(Listing from a data source)
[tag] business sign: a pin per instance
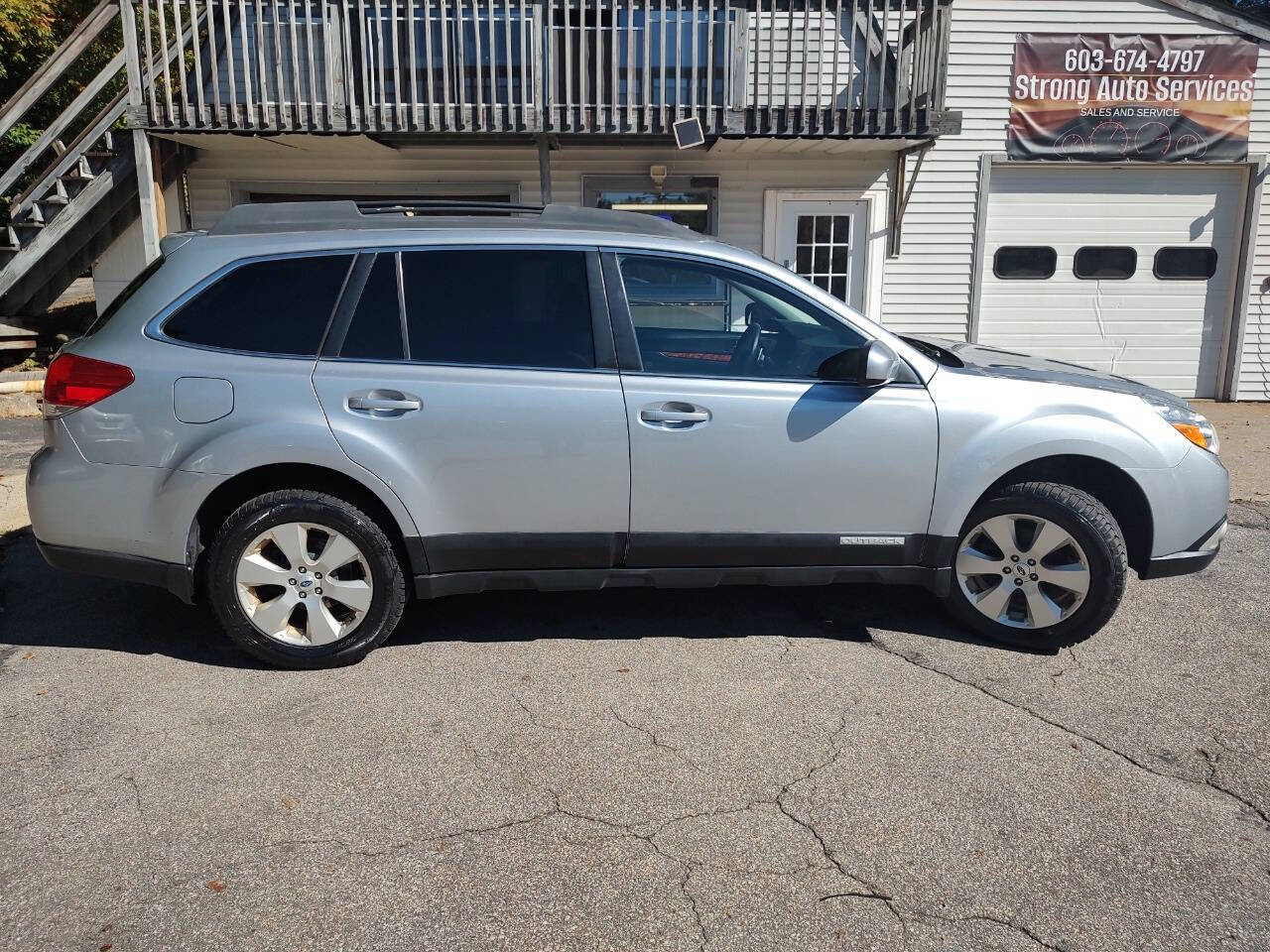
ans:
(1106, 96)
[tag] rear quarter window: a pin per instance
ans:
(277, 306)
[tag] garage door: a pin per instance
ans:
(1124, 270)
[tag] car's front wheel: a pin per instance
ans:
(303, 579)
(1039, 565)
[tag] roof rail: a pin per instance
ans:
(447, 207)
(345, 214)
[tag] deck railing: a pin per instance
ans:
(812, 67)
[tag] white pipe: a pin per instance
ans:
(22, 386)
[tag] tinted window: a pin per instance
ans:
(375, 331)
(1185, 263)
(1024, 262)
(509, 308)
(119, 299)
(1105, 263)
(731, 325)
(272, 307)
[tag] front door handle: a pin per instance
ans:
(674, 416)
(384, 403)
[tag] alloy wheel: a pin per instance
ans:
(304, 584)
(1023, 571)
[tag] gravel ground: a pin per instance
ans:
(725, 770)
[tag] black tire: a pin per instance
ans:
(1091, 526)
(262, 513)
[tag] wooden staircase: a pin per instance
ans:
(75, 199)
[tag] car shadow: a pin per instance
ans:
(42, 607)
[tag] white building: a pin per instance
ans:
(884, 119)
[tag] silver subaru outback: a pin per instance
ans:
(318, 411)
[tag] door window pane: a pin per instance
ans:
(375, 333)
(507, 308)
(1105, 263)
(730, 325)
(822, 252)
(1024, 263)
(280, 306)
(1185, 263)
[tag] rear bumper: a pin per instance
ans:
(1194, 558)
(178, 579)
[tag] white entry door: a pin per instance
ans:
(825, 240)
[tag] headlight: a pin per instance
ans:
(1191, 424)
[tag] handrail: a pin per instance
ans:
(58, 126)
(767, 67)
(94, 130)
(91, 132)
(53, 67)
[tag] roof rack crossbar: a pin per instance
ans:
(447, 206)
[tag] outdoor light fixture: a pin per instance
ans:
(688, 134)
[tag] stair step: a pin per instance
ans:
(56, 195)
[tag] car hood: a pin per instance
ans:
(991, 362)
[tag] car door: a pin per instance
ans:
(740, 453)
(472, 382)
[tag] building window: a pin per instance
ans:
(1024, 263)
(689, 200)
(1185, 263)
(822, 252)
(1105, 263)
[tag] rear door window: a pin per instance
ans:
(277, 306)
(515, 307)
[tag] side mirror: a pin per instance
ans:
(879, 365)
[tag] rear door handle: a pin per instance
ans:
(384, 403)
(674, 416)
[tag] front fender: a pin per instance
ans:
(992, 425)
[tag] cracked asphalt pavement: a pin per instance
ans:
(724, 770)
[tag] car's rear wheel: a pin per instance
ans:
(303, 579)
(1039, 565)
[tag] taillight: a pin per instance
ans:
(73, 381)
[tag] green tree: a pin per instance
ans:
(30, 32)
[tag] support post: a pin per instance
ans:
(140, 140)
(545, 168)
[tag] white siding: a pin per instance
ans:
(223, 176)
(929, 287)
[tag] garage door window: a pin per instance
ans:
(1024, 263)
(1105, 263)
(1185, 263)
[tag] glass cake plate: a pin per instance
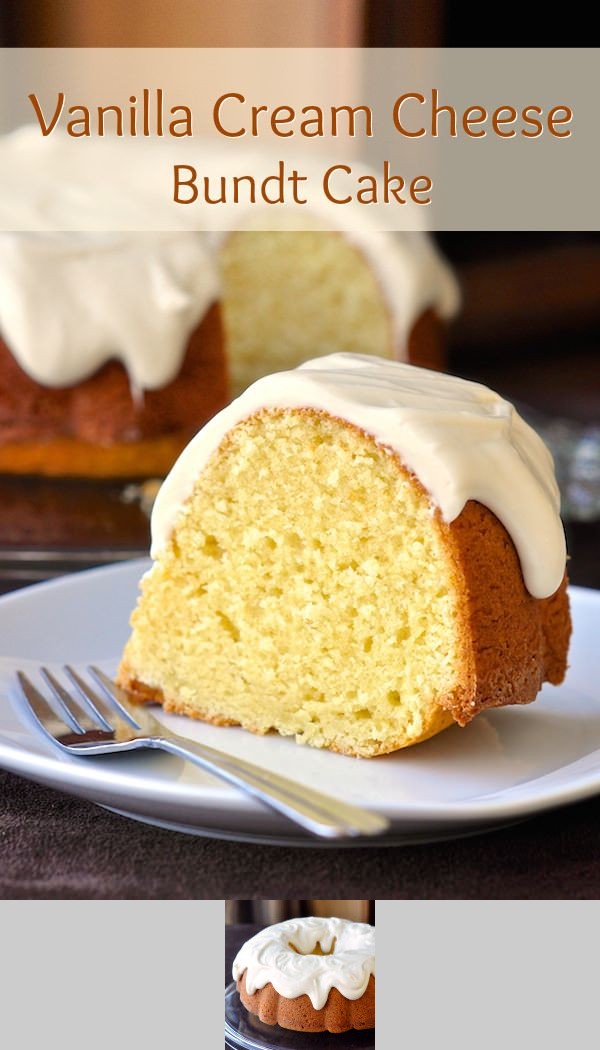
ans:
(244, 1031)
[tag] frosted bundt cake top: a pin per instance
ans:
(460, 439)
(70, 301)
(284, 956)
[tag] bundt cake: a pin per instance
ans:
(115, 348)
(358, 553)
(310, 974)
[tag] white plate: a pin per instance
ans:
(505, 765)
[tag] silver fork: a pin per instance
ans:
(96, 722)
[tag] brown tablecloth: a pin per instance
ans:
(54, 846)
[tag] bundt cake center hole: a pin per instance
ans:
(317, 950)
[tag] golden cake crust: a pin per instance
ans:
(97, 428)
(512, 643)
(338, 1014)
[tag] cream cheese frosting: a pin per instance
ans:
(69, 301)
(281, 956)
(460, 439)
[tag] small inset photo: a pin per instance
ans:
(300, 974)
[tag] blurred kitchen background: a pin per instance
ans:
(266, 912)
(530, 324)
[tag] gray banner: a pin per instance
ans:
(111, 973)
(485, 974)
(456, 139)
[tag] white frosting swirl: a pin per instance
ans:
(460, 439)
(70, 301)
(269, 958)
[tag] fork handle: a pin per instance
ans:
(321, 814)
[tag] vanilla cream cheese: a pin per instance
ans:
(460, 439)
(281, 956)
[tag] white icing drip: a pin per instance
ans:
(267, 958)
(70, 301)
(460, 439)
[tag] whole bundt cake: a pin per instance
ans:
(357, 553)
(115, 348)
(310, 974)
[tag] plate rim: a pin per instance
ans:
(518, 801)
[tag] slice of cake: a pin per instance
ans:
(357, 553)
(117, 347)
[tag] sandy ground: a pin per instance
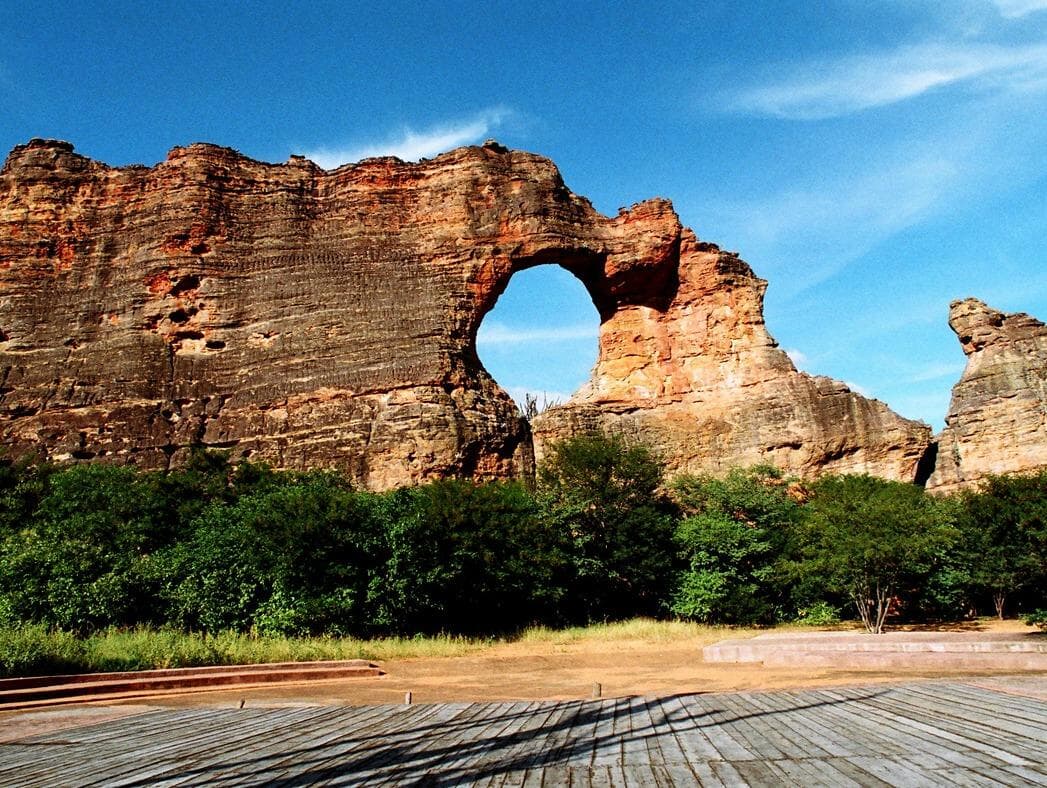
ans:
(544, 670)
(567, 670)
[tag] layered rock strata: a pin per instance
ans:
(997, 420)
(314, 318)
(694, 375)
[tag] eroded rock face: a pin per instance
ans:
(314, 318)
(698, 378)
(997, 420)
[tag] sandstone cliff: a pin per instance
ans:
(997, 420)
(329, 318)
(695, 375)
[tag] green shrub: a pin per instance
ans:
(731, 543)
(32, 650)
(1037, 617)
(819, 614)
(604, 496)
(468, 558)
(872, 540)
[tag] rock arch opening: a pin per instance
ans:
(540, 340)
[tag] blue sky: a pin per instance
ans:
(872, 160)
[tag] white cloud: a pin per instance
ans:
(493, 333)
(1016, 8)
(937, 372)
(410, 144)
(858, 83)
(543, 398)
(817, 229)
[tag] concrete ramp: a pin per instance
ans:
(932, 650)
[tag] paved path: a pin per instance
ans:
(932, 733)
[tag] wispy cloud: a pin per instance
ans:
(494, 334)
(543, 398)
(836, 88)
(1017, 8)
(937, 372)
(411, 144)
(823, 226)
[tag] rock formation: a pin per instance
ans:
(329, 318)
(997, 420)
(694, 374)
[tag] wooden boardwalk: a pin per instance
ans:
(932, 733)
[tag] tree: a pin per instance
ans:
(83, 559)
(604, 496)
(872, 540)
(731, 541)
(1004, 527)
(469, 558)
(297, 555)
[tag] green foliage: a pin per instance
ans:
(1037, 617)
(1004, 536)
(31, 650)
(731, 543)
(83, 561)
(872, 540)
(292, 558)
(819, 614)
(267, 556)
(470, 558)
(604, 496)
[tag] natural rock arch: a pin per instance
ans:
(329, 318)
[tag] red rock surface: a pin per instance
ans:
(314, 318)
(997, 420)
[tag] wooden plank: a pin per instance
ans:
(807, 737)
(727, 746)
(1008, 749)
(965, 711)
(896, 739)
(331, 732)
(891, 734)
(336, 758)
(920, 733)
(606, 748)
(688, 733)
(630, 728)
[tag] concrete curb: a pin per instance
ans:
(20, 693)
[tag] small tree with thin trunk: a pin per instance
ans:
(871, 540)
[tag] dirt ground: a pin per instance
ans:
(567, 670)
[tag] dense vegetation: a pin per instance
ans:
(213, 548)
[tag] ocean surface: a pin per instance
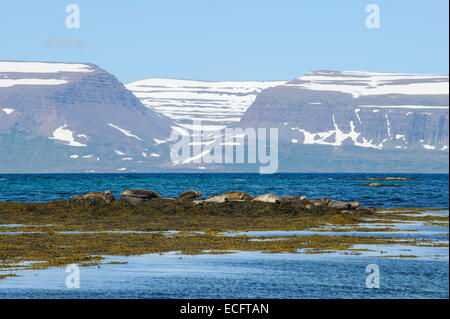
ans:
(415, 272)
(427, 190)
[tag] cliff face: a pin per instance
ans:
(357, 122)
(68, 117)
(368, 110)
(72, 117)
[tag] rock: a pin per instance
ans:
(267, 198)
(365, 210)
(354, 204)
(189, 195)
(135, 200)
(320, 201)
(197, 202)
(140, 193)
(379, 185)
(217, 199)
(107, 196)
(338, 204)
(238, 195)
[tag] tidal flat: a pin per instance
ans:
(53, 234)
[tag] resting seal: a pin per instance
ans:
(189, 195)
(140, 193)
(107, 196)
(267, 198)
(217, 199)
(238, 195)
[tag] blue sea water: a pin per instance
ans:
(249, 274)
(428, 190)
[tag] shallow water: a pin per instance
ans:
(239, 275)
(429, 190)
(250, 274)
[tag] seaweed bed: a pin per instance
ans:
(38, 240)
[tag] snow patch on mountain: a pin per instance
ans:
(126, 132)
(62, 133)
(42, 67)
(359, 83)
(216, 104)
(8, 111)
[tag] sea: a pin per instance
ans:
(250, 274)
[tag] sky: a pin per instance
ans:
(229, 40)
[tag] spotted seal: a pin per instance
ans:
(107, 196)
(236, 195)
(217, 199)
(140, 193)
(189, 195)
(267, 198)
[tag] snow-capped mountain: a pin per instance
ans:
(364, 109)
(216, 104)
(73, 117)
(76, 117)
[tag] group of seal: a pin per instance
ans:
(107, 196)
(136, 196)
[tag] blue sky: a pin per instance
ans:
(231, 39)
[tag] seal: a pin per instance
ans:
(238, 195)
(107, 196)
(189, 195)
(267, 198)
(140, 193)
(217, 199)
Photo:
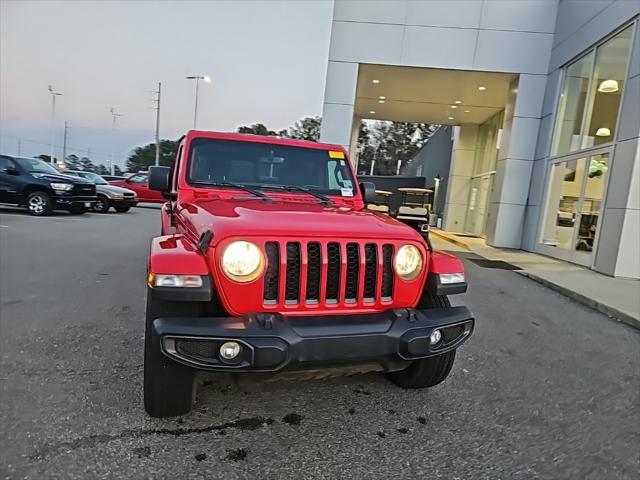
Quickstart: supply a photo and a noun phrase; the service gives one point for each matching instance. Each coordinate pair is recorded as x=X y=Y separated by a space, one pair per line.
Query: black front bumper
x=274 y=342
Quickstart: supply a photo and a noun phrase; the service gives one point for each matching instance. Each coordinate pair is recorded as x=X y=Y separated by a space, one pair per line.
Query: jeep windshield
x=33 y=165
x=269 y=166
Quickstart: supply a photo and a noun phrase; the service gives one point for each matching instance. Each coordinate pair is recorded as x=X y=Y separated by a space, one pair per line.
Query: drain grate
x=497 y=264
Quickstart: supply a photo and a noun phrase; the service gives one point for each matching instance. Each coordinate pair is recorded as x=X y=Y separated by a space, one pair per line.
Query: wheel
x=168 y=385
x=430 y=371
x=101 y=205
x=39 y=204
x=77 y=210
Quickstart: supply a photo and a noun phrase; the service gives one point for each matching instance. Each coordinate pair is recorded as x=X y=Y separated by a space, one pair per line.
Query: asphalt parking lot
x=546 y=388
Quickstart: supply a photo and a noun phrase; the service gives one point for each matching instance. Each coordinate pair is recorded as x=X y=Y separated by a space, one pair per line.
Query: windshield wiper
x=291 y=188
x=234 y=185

## [Problem details]
Reproduce the listing verbatim, beginning at the line that contains "[tag] sea: a pin per instance" and stopping after the line that contains "x=546 y=388". Leave out any picture lines.

## [Solved exercise]
[tag] sea: a pin per instance
ans:
(250, 274)
[tag] sky: a pin per instance
ans:
(229, 40)
[tag] spotted seal: a pin per instance
ans:
(107, 196)
(236, 195)
(217, 199)
(140, 193)
(189, 195)
(267, 198)
[tag] snow-capped mountain: a pin per instance
ans:
(364, 109)
(216, 104)
(73, 117)
(76, 117)
[tag] group of seal: a pin per instance
ans:
(107, 196)
(136, 196)
[tag] blue sky: a pin per instance
ans:
(231, 39)
[tag] seal: a pin per instance
ans:
(238, 195)
(107, 196)
(189, 195)
(267, 198)
(140, 193)
(217, 199)
Photo:
Quickstart: supply a photo and a noun phrase; the service gives one point for each matching instance. Each coordinate pair is recorded as x=X y=Y separated by a space, one pair per line.
Query: black front bumper
x=274 y=342
Quickstart: supply a photo and a noun phrase; the service gives one point for each matching instance. Each coordinate pair is recorded as x=X y=Y separated by a space, one pair per line.
Query: jeep windshield
x=33 y=165
x=269 y=166
Quickstart: supply a photo and a noun phrase; the service gives one point for each matching instance. Each coordinate pair is recorded as x=X y=Y separated by a space, one pair per line.
Query: drain grate
x=497 y=264
Quickstart: supply a photo and a noun phrase; the service gives one point for each matching instance. Each coordinate pair is recorded as x=X y=Y separated by a space, one pair per line.
Query: wheel
x=168 y=385
x=430 y=371
x=101 y=205
x=39 y=204
x=77 y=210
Quickstart: supply a photo and a noun phrase; the service gives one point for each matching instance. Each coordinate pair is recorded as x=X y=Y separated by a space, one pair per line.
Query: asphalt parking lot
x=546 y=388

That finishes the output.